## Entries provided

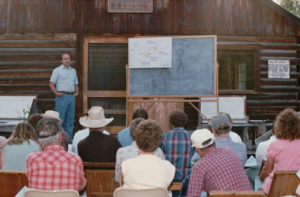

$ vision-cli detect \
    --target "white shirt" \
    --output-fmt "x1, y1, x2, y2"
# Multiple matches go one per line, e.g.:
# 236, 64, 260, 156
255, 135, 277, 165
121, 154, 175, 189
72, 128, 109, 154
229, 131, 243, 143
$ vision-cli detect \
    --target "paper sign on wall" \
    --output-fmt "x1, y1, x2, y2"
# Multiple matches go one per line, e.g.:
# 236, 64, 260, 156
268, 60, 290, 79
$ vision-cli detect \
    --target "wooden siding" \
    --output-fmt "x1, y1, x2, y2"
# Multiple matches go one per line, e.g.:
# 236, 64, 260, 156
0, 34, 76, 112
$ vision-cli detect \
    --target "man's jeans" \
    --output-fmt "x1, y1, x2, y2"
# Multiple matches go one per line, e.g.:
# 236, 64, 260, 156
55, 94, 75, 143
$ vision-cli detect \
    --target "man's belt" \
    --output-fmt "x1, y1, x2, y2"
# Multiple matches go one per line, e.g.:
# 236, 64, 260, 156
59, 91, 74, 95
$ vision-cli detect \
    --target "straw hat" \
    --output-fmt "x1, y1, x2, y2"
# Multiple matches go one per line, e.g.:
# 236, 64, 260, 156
79, 106, 114, 128
42, 110, 62, 125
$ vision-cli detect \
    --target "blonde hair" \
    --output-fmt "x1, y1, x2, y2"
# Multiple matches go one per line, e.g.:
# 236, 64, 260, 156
7, 122, 36, 144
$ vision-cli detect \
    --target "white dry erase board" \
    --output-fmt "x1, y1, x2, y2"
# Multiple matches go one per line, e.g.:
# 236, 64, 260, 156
201, 96, 246, 120
0, 95, 36, 119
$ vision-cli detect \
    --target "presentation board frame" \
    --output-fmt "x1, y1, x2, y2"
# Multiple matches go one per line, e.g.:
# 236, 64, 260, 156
126, 35, 218, 98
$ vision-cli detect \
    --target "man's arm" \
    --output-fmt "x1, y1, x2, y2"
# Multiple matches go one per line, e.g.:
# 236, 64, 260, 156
49, 81, 64, 97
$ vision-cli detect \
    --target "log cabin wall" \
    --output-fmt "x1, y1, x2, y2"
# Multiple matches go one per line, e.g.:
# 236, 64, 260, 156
0, 0, 300, 132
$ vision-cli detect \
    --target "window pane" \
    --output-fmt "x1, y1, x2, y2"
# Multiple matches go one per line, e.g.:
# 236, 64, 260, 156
88, 98, 126, 126
218, 50, 254, 90
88, 43, 128, 91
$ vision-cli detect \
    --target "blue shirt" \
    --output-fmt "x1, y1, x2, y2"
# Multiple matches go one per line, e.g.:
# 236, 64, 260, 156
118, 127, 133, 146
215, 137, 247, 165
50, 65, 78, 92
161, 128, 195, 180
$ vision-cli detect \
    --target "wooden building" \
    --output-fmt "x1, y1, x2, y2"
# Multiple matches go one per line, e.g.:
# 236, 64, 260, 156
0, 0, 300, 132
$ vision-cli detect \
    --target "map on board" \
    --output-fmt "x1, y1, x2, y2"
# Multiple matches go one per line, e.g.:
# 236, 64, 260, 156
129, 37, 172, 68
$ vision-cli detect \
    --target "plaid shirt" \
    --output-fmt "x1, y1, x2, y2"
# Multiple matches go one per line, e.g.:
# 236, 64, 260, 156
161, 128, 195, 181
26, 145, 84, 191
188, 148, 252, 196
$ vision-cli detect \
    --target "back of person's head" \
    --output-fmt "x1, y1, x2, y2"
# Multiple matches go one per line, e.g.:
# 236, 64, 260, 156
274, 108, 300, 140
136, 120, 162, 152
28, 114, 43, 136
7, 122, 36, 144
210, 114, 230, 134
132, 108, 148, 120
37, 118, 59, 147
129, 118, 145, 141
169, 110, 188, 127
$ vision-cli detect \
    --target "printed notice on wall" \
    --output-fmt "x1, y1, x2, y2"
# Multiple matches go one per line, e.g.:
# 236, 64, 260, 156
128, 37, 172, 68
268, 60, 290, 79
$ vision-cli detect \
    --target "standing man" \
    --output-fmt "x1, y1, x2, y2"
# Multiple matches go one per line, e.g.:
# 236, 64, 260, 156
49, 53, 79, 143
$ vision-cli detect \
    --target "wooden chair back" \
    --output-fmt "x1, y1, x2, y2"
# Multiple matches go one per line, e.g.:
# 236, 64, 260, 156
83, 162, 119, 197
0, 170, 28, 197
114, 187, 169, 197
209, 191, 265, 197
269, 171, 300, 197
24, 188, 79, 197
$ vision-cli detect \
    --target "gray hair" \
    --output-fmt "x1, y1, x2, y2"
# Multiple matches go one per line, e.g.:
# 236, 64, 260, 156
39, 133, 59, 147
37, 118, 59, 147
129, 118, 145, 141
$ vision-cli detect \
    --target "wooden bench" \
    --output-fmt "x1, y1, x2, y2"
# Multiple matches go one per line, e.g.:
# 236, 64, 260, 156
269, 171, 300, 197
83, 162, 119, 197
0, 170, 28, 197
209, 191, 265, 197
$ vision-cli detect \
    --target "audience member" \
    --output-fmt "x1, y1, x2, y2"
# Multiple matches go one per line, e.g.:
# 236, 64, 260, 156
118, 108, 148, 147
78, 106, 121, 162
1, 122, 40, 170
115, 118, 165, 184
26, 118, 86, 191
188, 129, 251, 196
260, 108, 300, 194
42, 110, 69, 151
220, 112, 243, 143
28, 113, 43, 137
71, 124, 110, 154
121, 120, 175, 189
161, 110, 195, 181
255, 123, 276, 166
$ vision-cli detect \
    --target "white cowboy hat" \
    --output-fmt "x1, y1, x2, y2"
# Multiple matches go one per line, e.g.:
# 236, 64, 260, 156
79, 106, 114, 128
42, 110, 62, 125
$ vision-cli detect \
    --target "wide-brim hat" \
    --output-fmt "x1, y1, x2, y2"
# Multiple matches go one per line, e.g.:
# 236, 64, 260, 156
191, 129, 215, 149
79, 106, 114, 128
41, 110, 62, 125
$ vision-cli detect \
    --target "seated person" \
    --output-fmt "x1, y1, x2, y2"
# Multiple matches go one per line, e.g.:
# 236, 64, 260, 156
118, 108, 148, 147
260, 108, 300, 194
121, 120, 175, 189
1, 122, 40, 170
115, 118, 165, 184
160, 110, 195, 181
78, 106, 121, 162
41, 110, 69, 151
26, 118, 86, 191
188, 129, 251, 196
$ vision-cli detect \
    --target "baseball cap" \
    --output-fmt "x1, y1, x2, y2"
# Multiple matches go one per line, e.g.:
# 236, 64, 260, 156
210, 114, 230, 130
191, 129, 215, 149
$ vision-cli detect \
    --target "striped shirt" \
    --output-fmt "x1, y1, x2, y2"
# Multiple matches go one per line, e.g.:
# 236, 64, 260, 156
188, 148, 252, 196
161, 128, 195, 181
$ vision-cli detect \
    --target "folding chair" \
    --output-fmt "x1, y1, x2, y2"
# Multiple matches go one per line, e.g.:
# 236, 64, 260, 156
24, 188, 79, 197
114, 187, 168, 197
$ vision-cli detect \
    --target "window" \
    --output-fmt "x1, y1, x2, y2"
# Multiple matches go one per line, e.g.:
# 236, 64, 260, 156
218, 49, 256, 91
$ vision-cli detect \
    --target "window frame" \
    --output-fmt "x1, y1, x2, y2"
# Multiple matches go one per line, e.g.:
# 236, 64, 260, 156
217, 44, 260, 95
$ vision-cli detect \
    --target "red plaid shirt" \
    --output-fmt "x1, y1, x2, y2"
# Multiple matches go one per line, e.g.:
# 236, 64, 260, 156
188, 148, 252, 196
26, 145, 84, 191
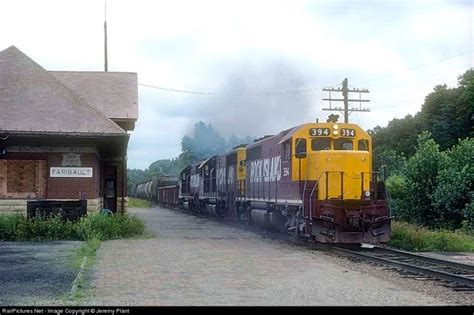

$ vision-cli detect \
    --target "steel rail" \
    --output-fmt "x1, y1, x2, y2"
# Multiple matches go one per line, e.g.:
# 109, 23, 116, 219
375, 246, 474, 275
160, 205, 474, 290
333, 246, 474, 289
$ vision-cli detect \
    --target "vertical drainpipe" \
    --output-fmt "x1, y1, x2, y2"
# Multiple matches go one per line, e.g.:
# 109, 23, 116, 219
122, 155, 127, 214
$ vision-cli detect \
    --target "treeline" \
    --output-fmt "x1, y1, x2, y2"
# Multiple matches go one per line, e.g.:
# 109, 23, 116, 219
369, 69, 474, 232
127, 121, 253, 196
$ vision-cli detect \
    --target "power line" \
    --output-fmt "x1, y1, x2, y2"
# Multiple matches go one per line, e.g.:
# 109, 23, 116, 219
138, 50, 473, 97
323, 78, 370, 123
138, 83, 319, 97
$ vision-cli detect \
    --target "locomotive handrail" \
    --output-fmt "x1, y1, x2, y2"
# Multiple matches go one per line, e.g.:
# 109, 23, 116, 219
318, 171, 386, 200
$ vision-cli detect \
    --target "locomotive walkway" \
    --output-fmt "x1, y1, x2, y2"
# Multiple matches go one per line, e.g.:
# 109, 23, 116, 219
84, 207, 449, 306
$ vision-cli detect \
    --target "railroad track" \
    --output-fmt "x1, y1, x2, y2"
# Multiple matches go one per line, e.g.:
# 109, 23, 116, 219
333, 246, 474, 292
160, 207, 474, 292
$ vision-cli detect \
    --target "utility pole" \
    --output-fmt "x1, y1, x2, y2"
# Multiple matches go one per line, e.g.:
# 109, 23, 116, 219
104, 0, 109, 72
323, 78, 370, 123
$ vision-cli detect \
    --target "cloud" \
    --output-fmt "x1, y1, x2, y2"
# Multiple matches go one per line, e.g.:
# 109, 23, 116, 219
0, 0, 473, 168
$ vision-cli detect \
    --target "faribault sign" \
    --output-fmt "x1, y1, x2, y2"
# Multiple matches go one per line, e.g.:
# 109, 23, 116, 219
49, 167, 92, 177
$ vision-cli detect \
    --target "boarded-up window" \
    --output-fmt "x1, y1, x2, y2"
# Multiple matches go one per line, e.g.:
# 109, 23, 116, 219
0, 160, 47, 198
7, 160, 36, 193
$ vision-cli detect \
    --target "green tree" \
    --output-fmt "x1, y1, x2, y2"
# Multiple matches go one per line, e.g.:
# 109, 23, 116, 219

## Your objective
Count how many lines in the records above contain the string "chair", with case mattering, and give only that number.

## The completed task
2